WHAT IS REQUIRED ▸ Provide again, from the entries below, every line from the one containing "find blue sky" through the one containing "find daisy |", exactly as written, and no other line.

-- DATASET ENTRIES follows --

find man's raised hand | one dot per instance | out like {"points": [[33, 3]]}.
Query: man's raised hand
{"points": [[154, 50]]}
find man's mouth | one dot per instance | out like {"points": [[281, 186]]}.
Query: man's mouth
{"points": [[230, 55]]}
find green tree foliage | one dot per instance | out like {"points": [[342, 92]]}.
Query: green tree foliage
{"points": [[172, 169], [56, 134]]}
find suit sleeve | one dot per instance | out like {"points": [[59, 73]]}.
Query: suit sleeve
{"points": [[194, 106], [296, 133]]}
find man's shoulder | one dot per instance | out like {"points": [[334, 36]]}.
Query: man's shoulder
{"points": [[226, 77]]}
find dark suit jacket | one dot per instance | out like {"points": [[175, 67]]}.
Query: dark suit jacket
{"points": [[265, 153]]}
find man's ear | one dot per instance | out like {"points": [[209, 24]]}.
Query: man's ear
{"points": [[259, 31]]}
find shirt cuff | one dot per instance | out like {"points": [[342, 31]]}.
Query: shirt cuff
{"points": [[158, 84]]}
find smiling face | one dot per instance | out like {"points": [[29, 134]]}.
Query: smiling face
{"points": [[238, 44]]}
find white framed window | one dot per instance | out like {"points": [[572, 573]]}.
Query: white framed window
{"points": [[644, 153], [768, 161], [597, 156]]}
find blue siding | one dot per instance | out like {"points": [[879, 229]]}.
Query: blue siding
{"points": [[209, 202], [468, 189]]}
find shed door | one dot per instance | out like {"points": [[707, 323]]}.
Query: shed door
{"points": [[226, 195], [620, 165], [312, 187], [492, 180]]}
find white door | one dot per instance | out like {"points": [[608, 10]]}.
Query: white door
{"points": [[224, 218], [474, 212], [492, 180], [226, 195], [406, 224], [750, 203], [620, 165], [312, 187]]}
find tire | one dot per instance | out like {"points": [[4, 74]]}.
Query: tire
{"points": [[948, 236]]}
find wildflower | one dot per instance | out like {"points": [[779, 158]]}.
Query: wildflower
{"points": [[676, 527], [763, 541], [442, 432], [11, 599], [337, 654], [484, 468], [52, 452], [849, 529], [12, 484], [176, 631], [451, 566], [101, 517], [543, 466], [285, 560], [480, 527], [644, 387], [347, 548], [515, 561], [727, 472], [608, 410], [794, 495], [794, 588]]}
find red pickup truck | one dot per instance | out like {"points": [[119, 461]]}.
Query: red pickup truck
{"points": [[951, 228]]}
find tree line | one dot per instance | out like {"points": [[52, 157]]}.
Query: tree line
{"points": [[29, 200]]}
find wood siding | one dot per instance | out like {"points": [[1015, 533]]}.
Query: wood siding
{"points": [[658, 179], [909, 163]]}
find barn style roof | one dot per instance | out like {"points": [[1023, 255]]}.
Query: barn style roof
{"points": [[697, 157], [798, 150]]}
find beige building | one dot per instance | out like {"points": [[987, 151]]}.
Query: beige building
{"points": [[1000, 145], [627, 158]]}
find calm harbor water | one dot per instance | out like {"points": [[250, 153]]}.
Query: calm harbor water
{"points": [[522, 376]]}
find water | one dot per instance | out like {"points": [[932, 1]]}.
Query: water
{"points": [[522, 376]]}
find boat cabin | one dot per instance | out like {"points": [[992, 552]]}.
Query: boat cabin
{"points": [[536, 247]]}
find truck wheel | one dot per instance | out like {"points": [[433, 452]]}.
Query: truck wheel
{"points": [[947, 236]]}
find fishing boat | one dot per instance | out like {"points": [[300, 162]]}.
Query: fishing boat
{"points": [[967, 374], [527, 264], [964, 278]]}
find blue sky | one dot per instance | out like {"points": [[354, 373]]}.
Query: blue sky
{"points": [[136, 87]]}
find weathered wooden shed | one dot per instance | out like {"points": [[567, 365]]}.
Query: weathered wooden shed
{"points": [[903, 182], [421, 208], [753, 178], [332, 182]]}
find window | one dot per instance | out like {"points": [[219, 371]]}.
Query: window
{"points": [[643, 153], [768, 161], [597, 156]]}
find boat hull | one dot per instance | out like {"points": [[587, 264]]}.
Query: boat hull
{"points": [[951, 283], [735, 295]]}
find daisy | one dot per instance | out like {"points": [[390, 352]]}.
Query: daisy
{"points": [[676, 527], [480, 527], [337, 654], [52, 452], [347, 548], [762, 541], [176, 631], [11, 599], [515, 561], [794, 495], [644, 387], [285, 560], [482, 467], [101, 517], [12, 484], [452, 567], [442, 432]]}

-- DATASET ENTRIES concluded --

RESPONSE TO THIS EXERCISE ▸
find blue sky | one dot per instance | out like {"points": [[354, 373]]}.
Query: blue sky
{"points": [[136, 87]]}
find weathered wooden shed | one dot per instance | out like {"points": [[567, 365]]}.
Query: weathered wooden shed
{"points": [[903, 182], [421, 208], [753, 178], [332, 182]]}
find window | one dot per instance | out like {"points": [[219, 371]]}.
Query: window
{"points": [[643, 153], [768, 161], [597, 156]]}
find boat hull | one dot per instance | out like {"points": [[587, 264]]}.
Query: boat hull
{"points": [[951, 283], [735, 295]]}
find daisy | one dot per instance | out like {"points": [[390, 352]]}.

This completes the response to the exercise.